Cette Recherche passe par des textes qui traversent allègrement les frontières entre l’essai, le roman, l’auto-fiction, la non-fiction, la biographie, les mémoires, le journal, le catalogue, la poésie, la chanson, le scénario.

On tient là le fil conducteur du récit : saisir comment un lieu envahit et imprègne un individu, jusqu’à le configurer. Cette configuration procède de l’action même d’habiter, c’est-à-dire pour Vasset : « (….) trouver dans l’espace, une zone de coïncidence avec son espace mental » (p. 138). Mais ici, la chose est subtile, l’espace (la ligne de l’aérotrain) et la personne (Philippe Vasset) construisent mutuellement et en permanence la personne et l’espace. Philippe Vasset  invente littéralement son aérotrain, autant que le monorail l’invente lui, en tant qu’arpenteur du monde et écrivain. Le récit est celui de la constitution de l’idiosyncrasie  d’une imagination géographique personnelle, celle-là même que Philippe Vasset met en perspective dans tous ses livres. Cette histoire d’une possession est donc aussi celle de l’affirmation d’une personnalité via le colloque singulier qu’elle entretient avec un lieu qui prend l’apparence d’un spectre omniprésent.

◆ JEU DE DONNÉES ◆
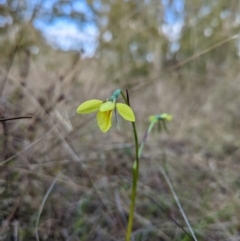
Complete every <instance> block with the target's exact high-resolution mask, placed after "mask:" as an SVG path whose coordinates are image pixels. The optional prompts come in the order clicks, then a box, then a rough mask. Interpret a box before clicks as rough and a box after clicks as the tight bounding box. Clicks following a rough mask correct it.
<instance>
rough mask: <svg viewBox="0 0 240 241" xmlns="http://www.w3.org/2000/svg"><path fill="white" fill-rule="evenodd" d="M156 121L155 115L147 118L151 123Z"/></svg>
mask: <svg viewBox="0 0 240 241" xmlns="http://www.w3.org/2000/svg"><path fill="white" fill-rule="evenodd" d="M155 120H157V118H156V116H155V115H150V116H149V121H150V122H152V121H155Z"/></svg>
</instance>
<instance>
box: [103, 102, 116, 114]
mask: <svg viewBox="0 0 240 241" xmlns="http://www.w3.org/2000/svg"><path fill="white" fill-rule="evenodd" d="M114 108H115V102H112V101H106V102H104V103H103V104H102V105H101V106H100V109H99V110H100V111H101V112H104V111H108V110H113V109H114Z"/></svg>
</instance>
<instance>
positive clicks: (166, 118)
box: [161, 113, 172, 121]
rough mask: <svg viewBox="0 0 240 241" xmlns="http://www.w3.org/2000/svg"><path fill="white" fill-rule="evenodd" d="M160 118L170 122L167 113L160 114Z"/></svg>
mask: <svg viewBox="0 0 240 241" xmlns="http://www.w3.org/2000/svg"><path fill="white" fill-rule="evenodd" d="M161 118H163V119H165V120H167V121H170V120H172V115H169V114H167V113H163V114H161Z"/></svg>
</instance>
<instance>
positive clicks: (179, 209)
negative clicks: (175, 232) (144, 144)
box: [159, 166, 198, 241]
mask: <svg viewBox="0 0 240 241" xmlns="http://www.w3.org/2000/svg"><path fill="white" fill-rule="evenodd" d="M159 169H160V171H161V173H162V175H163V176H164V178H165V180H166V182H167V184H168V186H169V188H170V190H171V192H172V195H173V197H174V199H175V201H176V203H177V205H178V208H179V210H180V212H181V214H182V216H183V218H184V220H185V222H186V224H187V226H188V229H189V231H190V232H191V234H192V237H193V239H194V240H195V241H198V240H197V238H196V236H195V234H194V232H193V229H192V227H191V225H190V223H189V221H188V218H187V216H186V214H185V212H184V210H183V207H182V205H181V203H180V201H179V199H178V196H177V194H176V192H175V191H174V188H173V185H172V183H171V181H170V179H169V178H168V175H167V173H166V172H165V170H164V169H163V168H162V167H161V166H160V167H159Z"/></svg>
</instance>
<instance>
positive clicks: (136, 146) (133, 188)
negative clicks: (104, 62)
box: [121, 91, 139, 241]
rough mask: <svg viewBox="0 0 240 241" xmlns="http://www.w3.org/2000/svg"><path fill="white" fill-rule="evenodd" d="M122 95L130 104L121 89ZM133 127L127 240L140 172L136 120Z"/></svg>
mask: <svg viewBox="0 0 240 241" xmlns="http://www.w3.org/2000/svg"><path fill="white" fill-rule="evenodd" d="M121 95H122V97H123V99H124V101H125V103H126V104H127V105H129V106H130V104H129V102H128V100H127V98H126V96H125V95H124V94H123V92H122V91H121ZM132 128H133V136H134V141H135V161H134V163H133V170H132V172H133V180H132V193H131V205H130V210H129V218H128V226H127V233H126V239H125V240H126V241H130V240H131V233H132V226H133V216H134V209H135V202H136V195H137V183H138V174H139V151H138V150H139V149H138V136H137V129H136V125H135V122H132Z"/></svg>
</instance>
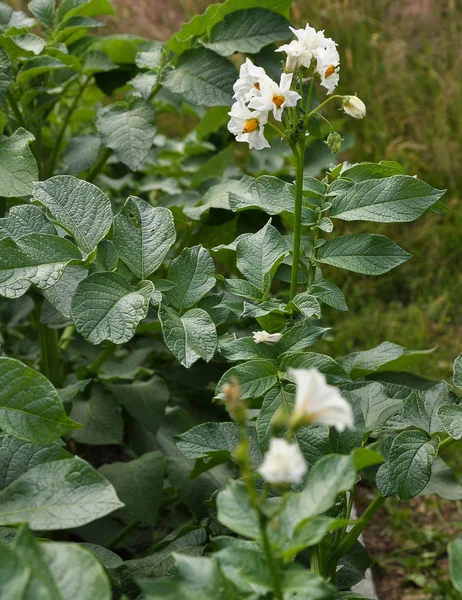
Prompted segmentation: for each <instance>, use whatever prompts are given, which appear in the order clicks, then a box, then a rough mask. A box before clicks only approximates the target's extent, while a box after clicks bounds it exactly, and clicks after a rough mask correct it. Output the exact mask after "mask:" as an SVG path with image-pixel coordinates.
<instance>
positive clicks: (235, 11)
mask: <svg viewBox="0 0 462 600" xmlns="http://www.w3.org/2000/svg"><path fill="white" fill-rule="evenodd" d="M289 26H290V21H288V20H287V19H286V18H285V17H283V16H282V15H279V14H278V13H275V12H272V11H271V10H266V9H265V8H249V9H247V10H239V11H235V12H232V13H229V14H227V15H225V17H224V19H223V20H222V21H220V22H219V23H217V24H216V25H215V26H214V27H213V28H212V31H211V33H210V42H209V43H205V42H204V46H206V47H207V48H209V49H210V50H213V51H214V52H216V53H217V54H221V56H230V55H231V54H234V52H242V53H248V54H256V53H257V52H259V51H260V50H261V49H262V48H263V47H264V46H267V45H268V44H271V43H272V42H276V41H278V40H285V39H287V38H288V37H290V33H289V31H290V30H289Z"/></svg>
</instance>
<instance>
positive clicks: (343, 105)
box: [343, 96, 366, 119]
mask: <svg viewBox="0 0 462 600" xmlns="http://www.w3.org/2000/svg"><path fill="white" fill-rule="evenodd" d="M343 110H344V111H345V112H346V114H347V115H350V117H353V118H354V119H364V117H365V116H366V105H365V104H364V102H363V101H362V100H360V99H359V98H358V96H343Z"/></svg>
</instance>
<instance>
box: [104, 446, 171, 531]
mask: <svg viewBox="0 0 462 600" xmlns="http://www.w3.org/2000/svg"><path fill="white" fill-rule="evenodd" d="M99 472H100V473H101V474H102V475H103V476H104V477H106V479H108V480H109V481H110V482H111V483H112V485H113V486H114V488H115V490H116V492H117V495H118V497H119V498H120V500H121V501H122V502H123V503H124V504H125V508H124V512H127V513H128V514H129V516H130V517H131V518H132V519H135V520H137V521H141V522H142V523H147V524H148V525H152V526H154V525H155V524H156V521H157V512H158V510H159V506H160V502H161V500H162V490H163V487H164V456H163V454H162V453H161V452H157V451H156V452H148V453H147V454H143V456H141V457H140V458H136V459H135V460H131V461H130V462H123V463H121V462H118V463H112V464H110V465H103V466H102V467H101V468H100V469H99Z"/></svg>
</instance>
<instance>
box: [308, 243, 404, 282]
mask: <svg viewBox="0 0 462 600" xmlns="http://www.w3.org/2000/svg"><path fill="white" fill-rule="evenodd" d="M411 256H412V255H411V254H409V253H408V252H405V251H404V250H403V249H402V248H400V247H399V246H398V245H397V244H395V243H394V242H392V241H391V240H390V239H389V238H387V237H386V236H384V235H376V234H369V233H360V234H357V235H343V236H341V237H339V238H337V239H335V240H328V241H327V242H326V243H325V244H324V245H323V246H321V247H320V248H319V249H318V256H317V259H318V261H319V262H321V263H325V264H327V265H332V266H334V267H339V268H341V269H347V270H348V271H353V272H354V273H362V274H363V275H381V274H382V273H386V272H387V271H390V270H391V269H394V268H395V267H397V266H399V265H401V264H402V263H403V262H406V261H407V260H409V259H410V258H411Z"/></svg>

◆ CONSIGNE A ◆
Recopiez fidèlement le passage de l'extrait en commençant à « Cette Recherche passe par » et en terminant à « chanson, le scénario. ».
◆ CONSIGNE B ◆
Répondez à ces questions à partir de l'extrait :
(i) Selon l'extrait, quel espace correspond à « la ligne de » quelque chose ?
(ii) À quelle page se trouve la citation de Vasset sur l'action d'habiter ?
(iii) Quelle apparence prend le lieu avec lequel la personnalité entretient un colloque singulier ?
Pour répondre, appuyez-vous uniquement sur l'extrait.

◆ RÉPONSE A ◆
Cette Recherche passe par des textes qui traversent allègrement les frontières entre l’essai, le roman, l’auto-fiction, la non-fiction, la biographie, les mémoires, le journal, le catalogue, la poésie, la chanson, le scénario.

◆ RÉPONSE B ◆
(i) L'espace est la ligne de l'aérotrain.
(ii) La citation se trouve à la page 138.
(iii) Le lieu prend l'apparence d'un spectre omniprésent.